WHAT IS ASKED:
Swap "locate call" for "find call" everywhere in the material below, keeping everything else the same, and leave the pictures out of your answer.

Records
------------

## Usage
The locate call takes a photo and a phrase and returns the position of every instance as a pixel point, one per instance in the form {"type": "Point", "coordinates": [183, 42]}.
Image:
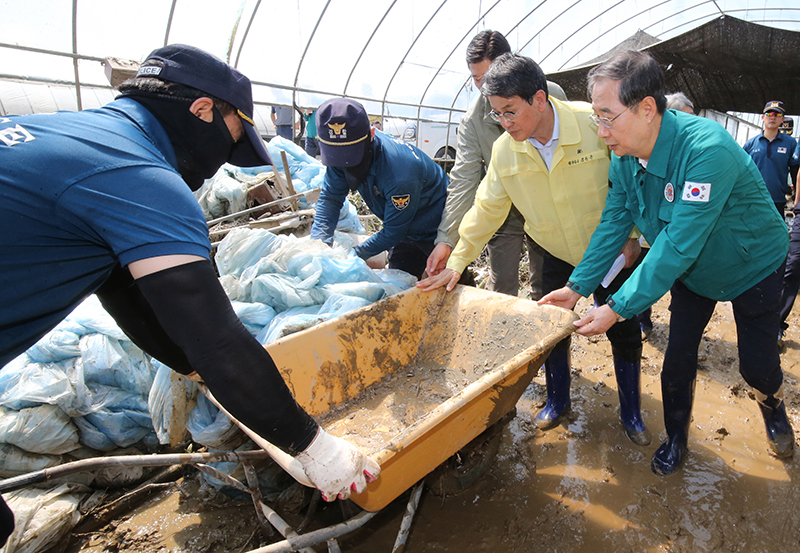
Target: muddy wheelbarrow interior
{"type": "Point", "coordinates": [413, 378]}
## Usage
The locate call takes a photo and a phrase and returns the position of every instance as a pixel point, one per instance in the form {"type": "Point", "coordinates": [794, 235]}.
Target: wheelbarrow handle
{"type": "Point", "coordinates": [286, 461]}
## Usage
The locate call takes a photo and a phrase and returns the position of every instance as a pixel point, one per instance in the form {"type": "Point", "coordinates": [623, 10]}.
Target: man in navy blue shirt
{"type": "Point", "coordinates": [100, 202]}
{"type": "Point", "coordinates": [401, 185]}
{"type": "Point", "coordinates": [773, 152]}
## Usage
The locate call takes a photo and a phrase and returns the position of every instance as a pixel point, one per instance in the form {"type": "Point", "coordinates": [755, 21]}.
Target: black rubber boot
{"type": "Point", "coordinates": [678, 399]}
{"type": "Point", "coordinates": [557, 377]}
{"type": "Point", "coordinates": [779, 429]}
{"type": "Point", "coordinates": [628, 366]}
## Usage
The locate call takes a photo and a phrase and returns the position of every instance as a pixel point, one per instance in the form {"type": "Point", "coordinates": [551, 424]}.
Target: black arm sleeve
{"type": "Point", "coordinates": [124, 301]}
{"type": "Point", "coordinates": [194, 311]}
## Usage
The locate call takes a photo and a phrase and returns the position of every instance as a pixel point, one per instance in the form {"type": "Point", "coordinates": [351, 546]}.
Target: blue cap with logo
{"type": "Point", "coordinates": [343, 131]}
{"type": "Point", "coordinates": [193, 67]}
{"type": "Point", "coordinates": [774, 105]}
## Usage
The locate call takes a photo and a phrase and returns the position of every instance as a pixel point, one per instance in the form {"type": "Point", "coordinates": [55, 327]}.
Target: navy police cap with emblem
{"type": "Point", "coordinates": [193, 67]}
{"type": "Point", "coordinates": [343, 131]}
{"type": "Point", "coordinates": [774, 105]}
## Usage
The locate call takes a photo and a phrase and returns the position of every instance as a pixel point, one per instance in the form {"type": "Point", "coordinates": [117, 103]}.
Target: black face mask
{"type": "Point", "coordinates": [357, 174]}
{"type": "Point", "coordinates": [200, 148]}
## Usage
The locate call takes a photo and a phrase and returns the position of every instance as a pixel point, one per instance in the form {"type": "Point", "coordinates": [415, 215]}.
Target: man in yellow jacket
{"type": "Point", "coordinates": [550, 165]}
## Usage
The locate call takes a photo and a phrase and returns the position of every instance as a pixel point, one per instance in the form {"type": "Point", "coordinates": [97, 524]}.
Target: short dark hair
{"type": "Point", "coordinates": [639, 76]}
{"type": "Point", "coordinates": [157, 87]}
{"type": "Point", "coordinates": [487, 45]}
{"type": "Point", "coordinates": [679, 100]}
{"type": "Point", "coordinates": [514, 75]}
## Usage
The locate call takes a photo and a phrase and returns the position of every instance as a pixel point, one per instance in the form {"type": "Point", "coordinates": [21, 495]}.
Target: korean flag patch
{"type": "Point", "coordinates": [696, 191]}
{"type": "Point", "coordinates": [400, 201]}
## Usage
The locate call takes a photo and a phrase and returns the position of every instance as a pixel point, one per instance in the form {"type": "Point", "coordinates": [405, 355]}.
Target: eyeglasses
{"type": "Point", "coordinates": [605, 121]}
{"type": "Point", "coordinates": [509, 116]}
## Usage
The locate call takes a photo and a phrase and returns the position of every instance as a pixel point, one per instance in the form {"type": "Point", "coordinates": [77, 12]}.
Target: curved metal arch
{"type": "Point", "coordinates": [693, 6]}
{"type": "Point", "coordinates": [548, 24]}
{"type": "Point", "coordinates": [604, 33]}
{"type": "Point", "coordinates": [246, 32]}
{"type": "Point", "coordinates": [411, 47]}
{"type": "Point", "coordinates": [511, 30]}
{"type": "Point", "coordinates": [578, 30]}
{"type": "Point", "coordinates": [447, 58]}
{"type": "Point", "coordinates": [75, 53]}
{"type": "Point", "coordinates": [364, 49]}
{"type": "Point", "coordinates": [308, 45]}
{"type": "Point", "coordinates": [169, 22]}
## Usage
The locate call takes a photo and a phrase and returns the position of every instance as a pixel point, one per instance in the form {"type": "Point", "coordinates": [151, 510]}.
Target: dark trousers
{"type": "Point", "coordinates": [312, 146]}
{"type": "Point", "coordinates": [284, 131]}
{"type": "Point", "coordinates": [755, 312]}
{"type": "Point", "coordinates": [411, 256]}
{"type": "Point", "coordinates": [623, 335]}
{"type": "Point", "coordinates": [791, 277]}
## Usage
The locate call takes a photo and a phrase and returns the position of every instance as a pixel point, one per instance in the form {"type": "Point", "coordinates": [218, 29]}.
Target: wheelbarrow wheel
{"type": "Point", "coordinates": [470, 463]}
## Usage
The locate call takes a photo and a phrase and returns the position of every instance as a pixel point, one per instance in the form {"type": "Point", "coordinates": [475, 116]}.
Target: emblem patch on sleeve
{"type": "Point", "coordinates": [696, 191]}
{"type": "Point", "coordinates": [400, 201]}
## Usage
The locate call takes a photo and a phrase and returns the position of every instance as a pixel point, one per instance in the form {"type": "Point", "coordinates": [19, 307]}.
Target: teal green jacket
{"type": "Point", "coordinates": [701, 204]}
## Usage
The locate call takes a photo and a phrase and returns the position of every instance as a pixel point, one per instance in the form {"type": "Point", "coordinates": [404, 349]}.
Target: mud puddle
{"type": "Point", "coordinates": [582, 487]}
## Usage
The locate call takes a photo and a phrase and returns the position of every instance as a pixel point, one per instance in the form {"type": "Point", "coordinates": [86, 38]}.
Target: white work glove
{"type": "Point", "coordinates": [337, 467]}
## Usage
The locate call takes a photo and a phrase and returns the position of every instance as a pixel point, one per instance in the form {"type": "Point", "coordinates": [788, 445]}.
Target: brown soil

------------

RESULT OF THE TASK:
## Usage
The find call takes a photo and a phrase and returns the position of every instance as a pixel point, one per instance in the form {"type": "Point", "coordinates": [183, 42]}.
Image:
Target: muddy wheelbarrow interior
{"type": "Point", "coordinates": [413, 378]}
## Usage
The find call takes a photo and a phrase and returns the position of every instance as a pixel point, one per instance in the form {"type": "Point", "coordinates": [794, 235]}.
Target: wheelbarrow handle
{"type": "Point", "coordinates": [286, 461]}
## Usage
The find call takes a photo and a phrase and returns the position of every instance as a pixel point, one per instance in the form {"type": "Point", "coordinates": [623, 10]}.
Target: man in navy blue shirt
{"type": "Point", "coordinates": [100, 202]}
{"type": "Point", "coordinates": [401, 185]}
{"type": "Point", "coordinates": [773, 152]}
## Usage
The find call takes a photo and a phrase and returns the position of every instance as a pixel point, one per instance in the form {"type": "Point", "coordinates": [755, 21]}.
Target: black rubber boot
{"type": "Point", "coordinates": [678, 399]}
{"type": "Point", "coordinates": [557, 377]}
{"type": "Point", "coordinates": [779, 429]}
{"type": "Point", "coordinates": [628, 366]}
## Usage
The find call takes a photo and a phrase and returns the position of every instance as a pixel point, one per instance in the form {"type": "Point", "coordinates": [551, 424]}.
Target: black arm sleeve
{"type": "Point", "coordinates": [124, 301]}
{"type": "Point", "coordinates": [194, 311]}
## Usage
The find call takes a photo and a phrase and returns the position of every instance as a pixel point, one per instance in the form {"type": "Point", "coordinates": [351, 546]}.
Target: blue cap with logo
{"type": "Point", "coordinates": [343, 131]}
{"type": "Point", "coordinates": [193, 67]}
{"type": "Point", "coordinates": [774, 105]}
## Usage
The find call takes a photo and a phrase and returns the position of every instance as a pixel point, one per instance in the form {"type": "Point", "coordinates": [55, 327]}.
Target: navy police cap with emblem
{"type": "Point", "coordinates": [193, 67]}
{"type": "Point", "coordinates": [343, 131]}
{"type": "Point", "coordinates": [774, 105]}
## Usage
The find call takes a photo and a phrase and returns the position of every instance as a pixel point, one per instance in the form {"type": "Point", "coordinates": [117, 103]}.
Target: black face mask
{"type": "Point", "coordinates": [357, 174]}
{"type": "Point", "coordinates": [200, 148]}
## Usage
The find call takes a photo and a phrase and returns the position of every instance as a pixel point, one per instance in the form {"type": "Point", "coordinates": [415, 215]}.
Target: man in yellow jacket
{"type": "Point", "coordinates": [550, 165]}
## Usage
The find call takes a photo and a phrase and returns the position of every instance as a pixel point, one per instance in the form {"type": "Point", "coordinates": [97, 524]}.
Target: short dark hair
{"type": "Point", "coordinates": [639, 76]}
{"type": "Point", "coordinates": [157, 87]}
{"type": "Point", "coordinates": [487, 45]}
{"type": "Point", "coordinates": [679, 100]}
{"type": "Point", "coordinates": [514, 75]}
## Usage
The find call takes a photo and a phrase and returns the position of every instance as a pixel point, one per instance in the form {"type": "Point", "coordinates": [21, 495]}.
Target: korean flag patch
{"type": "Point", "coordinates": [696, 191]}
{"type": "Point", "coordinates": [400, 201]}
## Usage
The find call takes a photo and a phrase and returns the position of every instance as a pixel point, one per instance in the form {"type": "Point", "coordinates": [405, 355]}.
Target: eyeglasses
{"type": "Point", "coordinates": [605, 121]}
{"type": "Point", "coordinates": [509, 116]}
## Usage
The find call takes a photo and a phrase and returns the position of every instance as a pixel point, one per instance in the form {"type": "Point", "coordinates": [77, 12]}.
Target: curved metal arch
{"type": "Point", "coordinates": [693, 6]}
{"type": "Point", "coordinates": [548, 24]}
{"type": "Point", "coordinates": [604, 33]}
{"type": "Point", "coordinates": [246, 32]}
{"type": "Point", "coordinates": [411, 47]}
{"type": "Point", "coordinates": [511, 30]}
{"type": "Point", "coordinates": [578, 30]}
{"type": "Point", "coordinates": [447, 58]}
{"type": "Point", "coordinates": [75, 53]}
{"type": "Point", "coordinates": [364, 49]}
{"type": "Point", "coordinates": [308, 45]}
{"type": "Point", "coordinates": [169, 22]}
## Usage
The find call takes a photo and a phrase and returns the position of every instance as a pixel point, one per instance in the form {"type": "Point", "coordinates": [151, 510]}.
Target: dark trousers
{"type": "Point", "coordinates": [312, 146]}
{"type": "Point", "coordinates": [284, 131]}
{"type": "Point", "coordinates": [755, 312]}
{"type": "Point", "coordinates": [411, 256]}
{"type": "Point", "coordinates": [623, 335]}
{"type": "Point", "coordinates": [791, 277]}
## Usage
The find call takes a photo and a phrase and returns the position of every instance as a pixel point, one per instance in the form {"type": "Point", "coordinates": [218, 29]}.
Target: wheelbarrow wheel
{"type": "Point", "coordinates": [470, 463]}
## Usage
The find call takes a photo and a phrase and returns the position of every instance as a pixel point, one per instance in the form {"type": "Point", "coordinates": [475, 116]}.
Target: emblem patch on sleeve
{"type": "Point", "coordinates": [696, 191]}
{"type": "Point", "coordinates": [400, 201]}
## Usage
The find call takes a photo and a phrase and returns the position of every instance as a pixel point, one per instance in the form {"type": "Point", "coordinates": [19, 307]}.
Target: teal green jacket
{"type": "Point", "coordinates": [701, 204]}
## Usage
The find call takes a photo and a phrase and returns the position of every instance as a pixel point, one per instance in the form {"type": "Point", "coordinates": [404, 349]}.
Target: mud puddle
{"type": "Point", "coordinates": [582, 487]}
## Usage
The find call takes a photo and a phrase and returns the position of every instance as a pixel point, one per instance in the form {"type": "Point", "coordinates": [86, 38]}.
Target: white work glove
{"type": "Point", "coordinates": [337, 467]}
## Usage
The find call takes a photo and a phrase and returns the position of every instance as a pixel point, one per instance in the form {"type": "Point", "coordinates": [788, 445]}.
Target: brown soil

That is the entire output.